I bought my .338 Winchester Magnum in 1960 or so about two years after it was introduced. Naturally, my Model 70 is a "pre-'64" rifle since it was purchased in 1960 or 1961... not sure which year.
I began handloading for the .338 WM soon after I purchased it because of the cost of factory loads and my desire to make my rifle as accurate as possible... and back in the early '60s, that was via handloading.
I hunted everything with that rifle... mule deer, elk and bear in snow almost up to my hips in the Gunnison Mountains in Colorado, deer in Nebraska, Michigan and Pennsylvania, moose in upper Canada... and one thing always "bothered" me. Shooting the Model 70 using my "hot" handloads off the bench-rest wasn't too bad for the first 16 rounds, but #17 always "hurt"... and every round thereafter always HURT, too!
Now I'm no "panty-waist" when it comes to recoil, but to be perfectly honest, I can't figure out why anyone would wanna or need to shoot the bigger .338s like the .340 Weatherby or the other huge .338s!

> Task objective
Pick up the .338 Winchester Magnum account after its final sentence and keep going in the same first-person voice.

> Excerpted records
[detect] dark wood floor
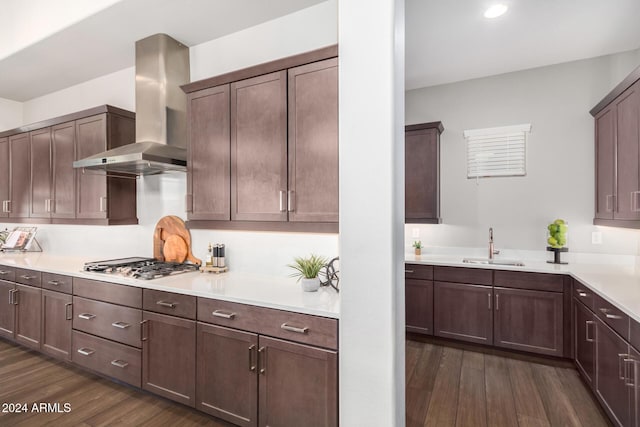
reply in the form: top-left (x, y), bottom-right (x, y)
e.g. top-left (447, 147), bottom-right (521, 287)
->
top-left (0, 339), bottom-right (230, 427)
top-left (406, 340), bottom-right (610, 427)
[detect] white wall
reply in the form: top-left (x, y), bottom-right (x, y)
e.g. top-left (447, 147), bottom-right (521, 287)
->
top-left (0, 0), bottom-right (338, 274)
top-left (0, 98), bottom-right (23, 132)
top-left (405, 50), bottom-right (640, 255)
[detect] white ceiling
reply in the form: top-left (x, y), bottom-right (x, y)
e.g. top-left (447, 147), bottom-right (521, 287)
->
top-left (405, 0), bottom-right (640, 89)
top-left (0, 0), bottom-right (640, 101)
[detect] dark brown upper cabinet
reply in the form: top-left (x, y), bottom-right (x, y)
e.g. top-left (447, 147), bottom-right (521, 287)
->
top-left (0, 138), bottom-right (10, 218)
top-left (0, 105), bottom-right (138, 225)
top-left (187, 84), bottom-right (231, 221)
top-left (404, 122), bottom-right (444, 224)
top-left (183, 46), bottom-right (338, 233)
top-left (287, 58), bottom-right (338, 222)
top-left (231, 71), bottom-right (287, 221)
top-left (591, 68), bottom-right (640, 228)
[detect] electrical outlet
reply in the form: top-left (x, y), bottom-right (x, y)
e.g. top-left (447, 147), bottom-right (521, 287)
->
top-left (591, 231), bottom-right (602, 245)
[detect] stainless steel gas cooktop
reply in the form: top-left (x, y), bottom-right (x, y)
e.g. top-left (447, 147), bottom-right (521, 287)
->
top-left (83, 257), bottom-right (198, 280)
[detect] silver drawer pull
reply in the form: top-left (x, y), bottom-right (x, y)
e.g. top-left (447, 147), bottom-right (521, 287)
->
top-left (111, 359), bottom-right (129, 369)
top-left (78, 347), bottom-right (96, 356)
top-left (280, 323), bottom-right (309, 334)
top-left (211, 310), bottom-right (236, 319)
top-left (600, 308), bottom-right (622, 320)
top-left (78, 313), bottom-right (96, 320)
top-left (156, 301), bottom-right (176, 308)
top-left (111, 322), bottom-right (131, 329)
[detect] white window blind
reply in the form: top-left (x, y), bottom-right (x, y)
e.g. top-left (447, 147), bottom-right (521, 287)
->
top-left (464, 124), bottom-right (531, 178)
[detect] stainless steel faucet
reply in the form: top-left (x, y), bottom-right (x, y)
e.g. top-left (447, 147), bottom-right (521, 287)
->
top-left (489, 227), bottom-right (500, 259)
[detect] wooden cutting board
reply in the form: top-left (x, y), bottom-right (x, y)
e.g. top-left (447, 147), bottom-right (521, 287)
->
top-left (153, 215), bottom-right (202, 265)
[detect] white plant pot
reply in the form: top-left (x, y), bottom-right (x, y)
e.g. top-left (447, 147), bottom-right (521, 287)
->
top-left (300, 277), bottom-right (320, 292)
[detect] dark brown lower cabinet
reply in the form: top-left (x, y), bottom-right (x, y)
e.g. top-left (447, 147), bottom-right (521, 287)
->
top-left (196, 323), bottom-right (258, 426)
top-left (42, 290), bottom-right (73, 360)
top-left (404, 279), bottom-right (433, 335)
top-left (493, 287), bottom-right (564, 357)
top-left (573, 300), bottom-right (596, 386)
top-left (142, 311), bottom-right (196, 406)
top-left (0, 280), bottom-right (16, 339)
top-left (595, 319), bottom-right (631, 426)
top-left (257, 336), bottom-right (338, 427)
top-left (14, 284), bottom-right (42, 350)
top-left (433, 282), bottom-right (493, 345)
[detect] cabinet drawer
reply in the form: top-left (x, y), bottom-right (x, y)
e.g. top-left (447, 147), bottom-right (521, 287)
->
top-left (572, 280), bottom-right (594, 310)
top-left (493, 270), bottom-right (564, 292)
top-left (16, 268), bottom-right (42, 288)
top-left (71, 331), bottom-right (142, 387)
top-left (404, 264), bottom-right (433, 280)
top-left (198, 298), bottom-right (338, 349)
top-left (433, 266), bottom-right (493, 285)
top-left (42, 273), bottom-right (73, 294)
top-left (142, 289), bottom-right (197, 319)
top-left (593, 295), bottom-right (629, 341)
top-left (73, 277), bottom-right (142, 308)
top-left (0, 265), bottom-right (16, 282)
top-left (73, 297), bottom-right (142, 347)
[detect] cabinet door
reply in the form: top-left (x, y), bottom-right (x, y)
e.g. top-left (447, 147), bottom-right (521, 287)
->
top-left (196, 323), bottom-right (258, 426)
top-left (613, 82), bottom-right (640, 219)
top-left (404, 129), bottom-right (440, 223)
top-left (75, 114), bottom-right (108, 219)
top-left (258, 336), bottom-right (338, 427)
top-left (0, 280), bottom-right (16, 339)
top-left (596, 319), bottom-right (630, 426)
top-left (50, 122), bottom-right (76, 218)
top-left (187, 84), bottom-right (231, 221)
top-left (42, 290), bottom-right (72, 361)
top-left (15, 285), bottom-right (42, 350)
top-left (9, 133), bottom-right (31, 218)
top-left (0, 138), bottom-right (10, 218)
top-left (404, 279), bottom-right (433, 335)
top-left (29, 128), bottom-right (51, 218)
top-left (142, 311), bottom-right (196, 406)
top-left (493, 288), bottom-right (564, 357)
top-left (287, 58), bottom-right (338, 222)
top-left (573, 300), bottom-right (596, 386)
top-left (595, 104), bottom-right (616, 219)
top-left (231, 71), bottom-right (287, 221)
top-left (433, 282), bottom-right (493, 345)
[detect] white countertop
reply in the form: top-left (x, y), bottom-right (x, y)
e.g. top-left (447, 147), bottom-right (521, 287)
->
top-left (0, 252), bottom-right (340, 319)
top-left (405, 253), bottom-right (640, 322)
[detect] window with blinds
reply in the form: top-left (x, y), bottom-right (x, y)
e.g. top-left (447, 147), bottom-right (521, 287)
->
top-left (464, 124), bottom-right (531, 178)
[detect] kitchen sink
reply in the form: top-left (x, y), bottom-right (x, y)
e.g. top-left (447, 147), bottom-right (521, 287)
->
top-left (462, 258), bottom-right (524, 267)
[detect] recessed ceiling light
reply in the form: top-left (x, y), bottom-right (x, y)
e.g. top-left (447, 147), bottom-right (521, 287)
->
top-left (484, 3), bottom-right (508, 19)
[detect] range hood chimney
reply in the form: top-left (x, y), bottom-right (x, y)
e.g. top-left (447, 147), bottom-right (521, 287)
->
top-left (73, 34), bottom-right (190, 175)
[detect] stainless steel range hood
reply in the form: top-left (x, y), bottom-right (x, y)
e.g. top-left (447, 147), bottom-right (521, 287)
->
top-left (73, 34), bottom-right (190, 175)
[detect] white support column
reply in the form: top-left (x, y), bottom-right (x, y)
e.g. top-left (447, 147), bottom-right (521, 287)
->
top-left (338, 0), bottom-right (405, 427)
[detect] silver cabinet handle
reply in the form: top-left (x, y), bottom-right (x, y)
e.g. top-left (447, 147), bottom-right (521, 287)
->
top-left (287, 190), bottom-right (296, 212)
top-left (156, 301), bottom-right (176, 308)
top-left (211, 310), bottom-right (236, 319)
top-left (78, 313), bottom-right (96, 320)
top-left (78, 347), bottom-right (96, 356)
top-left (584, 320), bottom-right (595, 342)
top-left (249, 344), bottom-right (256, 372)
top-left (111, 322), bottom-right (131, 329)
top-left (280, 323), bottom-right (309, 334)
top-left (111, 359), bottom-right (129, 369)
top-left (600, 308), bottom-right (622, 319)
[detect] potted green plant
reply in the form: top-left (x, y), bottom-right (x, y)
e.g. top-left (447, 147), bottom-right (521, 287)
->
top-left (412, 240), bottom-right (422, 255)
top-left (287, 254), bottom-right (327, 292)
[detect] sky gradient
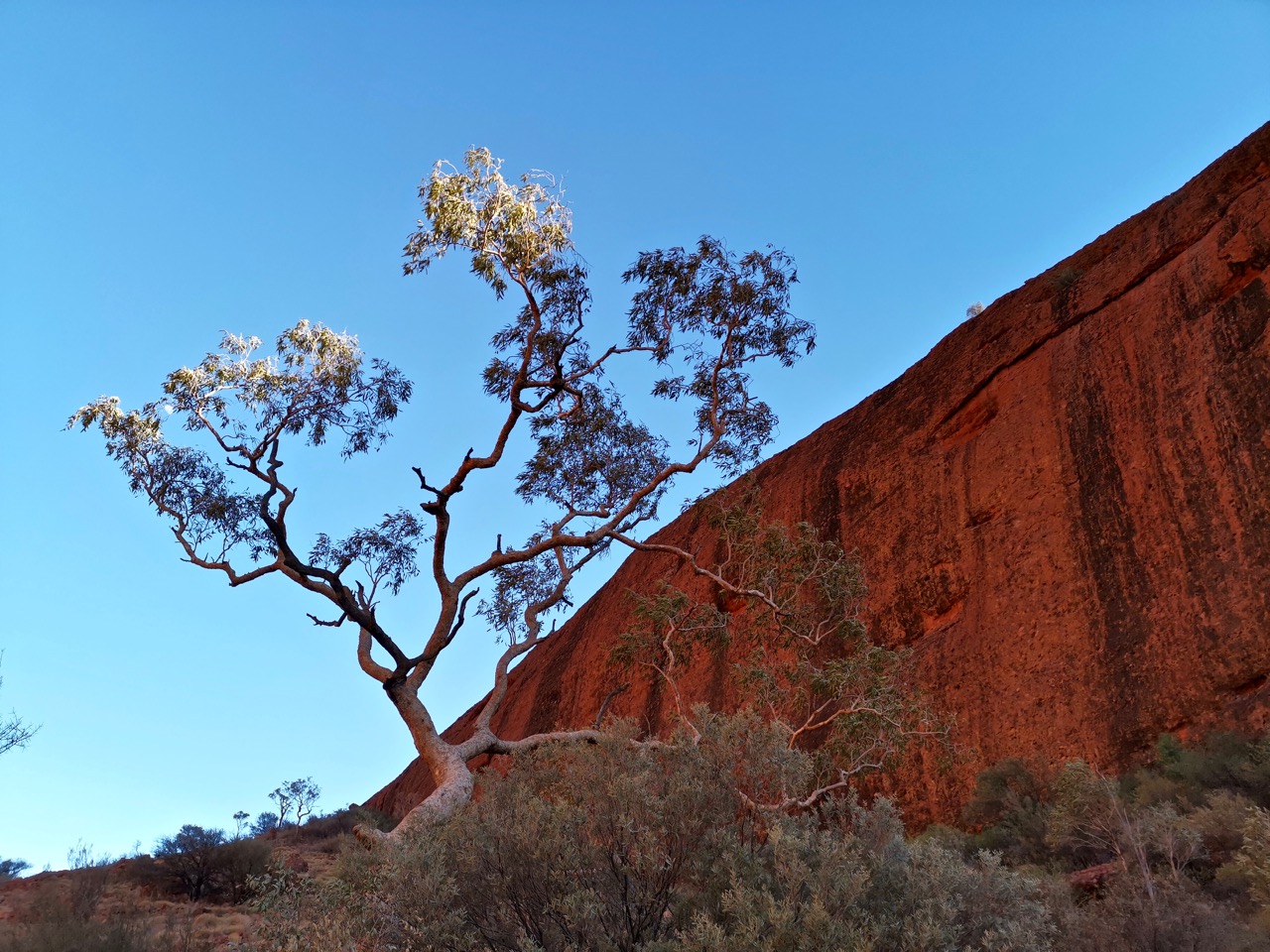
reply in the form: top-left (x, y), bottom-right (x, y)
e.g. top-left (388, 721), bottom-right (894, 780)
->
top-left (0, 0), bottom-right (1270, 870)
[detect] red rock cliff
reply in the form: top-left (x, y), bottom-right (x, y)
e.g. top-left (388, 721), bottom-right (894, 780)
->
top-left (369, 124), bottom-right (1270, 816)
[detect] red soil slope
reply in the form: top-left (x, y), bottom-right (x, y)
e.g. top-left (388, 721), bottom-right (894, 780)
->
top-left (369, 124), bottom-right (1270, 817)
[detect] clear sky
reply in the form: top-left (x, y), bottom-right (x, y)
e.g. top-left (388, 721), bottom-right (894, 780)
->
top-left (0, 0), bottom-right (1270, 870)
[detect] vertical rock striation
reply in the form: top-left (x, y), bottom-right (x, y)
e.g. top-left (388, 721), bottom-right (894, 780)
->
top-left (369, 124), bottom-right (1270, 816)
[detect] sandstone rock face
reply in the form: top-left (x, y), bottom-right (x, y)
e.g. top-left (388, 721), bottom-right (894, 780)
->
top-left (368, 124), bottom-right (1270, 819)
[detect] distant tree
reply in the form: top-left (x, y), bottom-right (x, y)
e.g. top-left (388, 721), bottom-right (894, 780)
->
top-left (249, 812), bottom-right (282, 837)
top-left (0, 652), bottom-right (40, 754)
top-left (68, 150), bottom-right (814, 837)
top-left (269, 784), bottom-right (292, 829)
top-left (613, 490), bottom-right (949, 810)
top-left (286, 776), bottom-right (321, 826)
top-left (155, 824), bottom-right (227, 900)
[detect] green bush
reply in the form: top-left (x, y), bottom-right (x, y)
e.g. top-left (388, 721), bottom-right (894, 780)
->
top-left (252, 715), bottom-right (1054, 952)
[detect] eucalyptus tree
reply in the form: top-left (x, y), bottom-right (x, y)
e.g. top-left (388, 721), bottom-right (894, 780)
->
top-left (67, 150), bottom-right (814, 835)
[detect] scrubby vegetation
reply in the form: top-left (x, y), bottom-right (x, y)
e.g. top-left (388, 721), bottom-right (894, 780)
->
top-left (0, 736), bottom-right (1270, 952)
top-left (245, 715), bottom-right (1270, 952)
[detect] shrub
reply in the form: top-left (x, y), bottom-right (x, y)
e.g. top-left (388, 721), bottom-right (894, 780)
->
top-left (252, 715), bottom-right (1054, 952)
top-left (150, 824), bottom-right (271, 902)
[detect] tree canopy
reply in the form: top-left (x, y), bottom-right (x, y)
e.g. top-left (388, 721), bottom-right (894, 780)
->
top-left (68, 149), bottom-right (853, 826)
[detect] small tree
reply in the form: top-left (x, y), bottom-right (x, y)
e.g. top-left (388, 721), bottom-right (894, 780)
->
top-left (248, 812), bottom-right (282, 837)
top-left (0, 652), bottom-right (40, 754)
top-left (68, 150), bottom-right (814, 835)
top-left (269, 784), bottom-right (292, 830)
top-left (613, 490), bottom-right (949, 811)
top-left (155, 824), bottom-right (227, 900)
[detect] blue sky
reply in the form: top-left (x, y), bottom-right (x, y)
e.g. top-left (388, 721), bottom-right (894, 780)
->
top-left (0, 0), bottom-right (1270, 870)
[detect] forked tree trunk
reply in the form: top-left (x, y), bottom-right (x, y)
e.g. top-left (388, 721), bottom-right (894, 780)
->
top-left (353, 683), bottom-right (476, 843)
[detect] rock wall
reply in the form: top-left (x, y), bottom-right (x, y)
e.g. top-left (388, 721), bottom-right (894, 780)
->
top-left (369, 117), bottom-right (1270, 819)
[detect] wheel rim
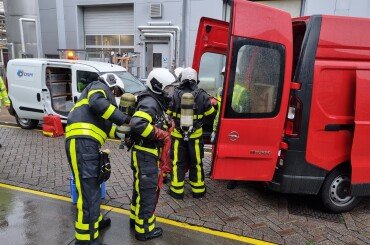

> Result of this exercise
The .338 Win. Mag. is as "much rifle" as I'd ever wanna shoot off the bench. Now in the field, heck... you don't even notice the recoil when you've got the crosshairs on a trophy deer or big elk or Canadian bull moose like the one I got on a fly-in trip back into the Canadian bush next to an unnamed lake.
The hand-loaded 210 grain Nosler Partition bullet drove the large bull moose down like the "Hammer-of-Thor" as the rifle reared up in recoil.,, the bull was dead before he hit the ground and never moved a muscle once he was "down".
How much DEADER can an animal get?!?!? That rifle scored one shot kills on everything I ever pulled-a-trigger on during my first 40 years of my big game hunting.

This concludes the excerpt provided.